◆ **Assigned task**
Go through the data below. List every line that holds the word "output".

◆ **Given information**
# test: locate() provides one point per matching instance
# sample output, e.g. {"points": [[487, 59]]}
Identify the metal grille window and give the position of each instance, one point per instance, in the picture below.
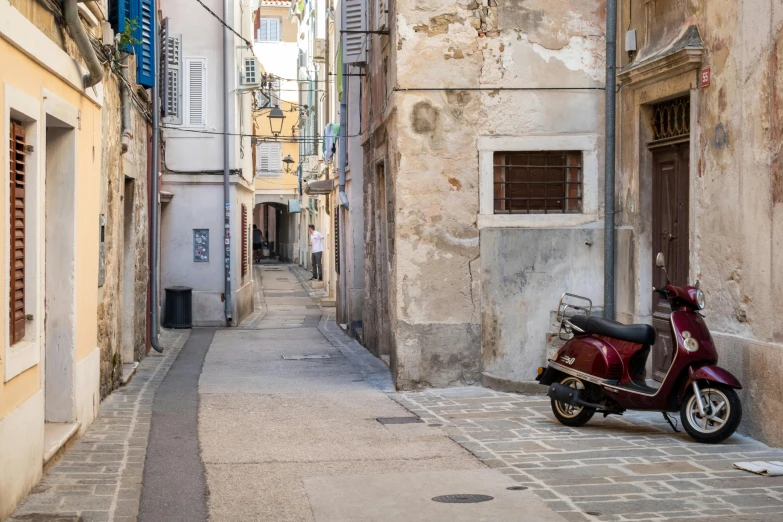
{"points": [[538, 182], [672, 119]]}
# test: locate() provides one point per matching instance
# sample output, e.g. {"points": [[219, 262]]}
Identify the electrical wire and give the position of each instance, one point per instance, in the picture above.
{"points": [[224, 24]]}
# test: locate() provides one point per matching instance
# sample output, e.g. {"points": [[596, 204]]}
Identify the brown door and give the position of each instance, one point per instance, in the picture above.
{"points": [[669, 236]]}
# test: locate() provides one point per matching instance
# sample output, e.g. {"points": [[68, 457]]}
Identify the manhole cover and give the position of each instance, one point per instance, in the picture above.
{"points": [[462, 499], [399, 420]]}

* * *

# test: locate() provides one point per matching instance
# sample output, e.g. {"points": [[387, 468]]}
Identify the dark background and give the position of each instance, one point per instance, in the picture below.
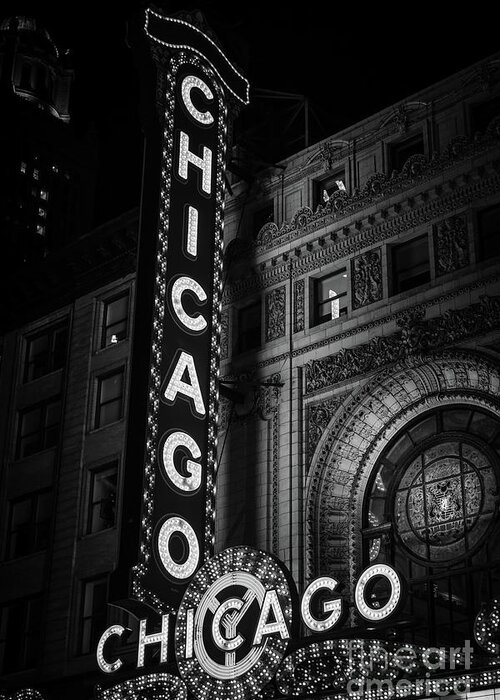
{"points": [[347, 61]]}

◆ **Response**
# sample output, e.g. {"points": [[487, 59]]}
# sample output, e.g. {"points": [[219, 262]]}
# sample output, e.g. {"points": [[596, 204]]}
# sample output, e.g. {"points": [[68, 457]]}
# sample output, e.g. {"points": [[387, 468]]}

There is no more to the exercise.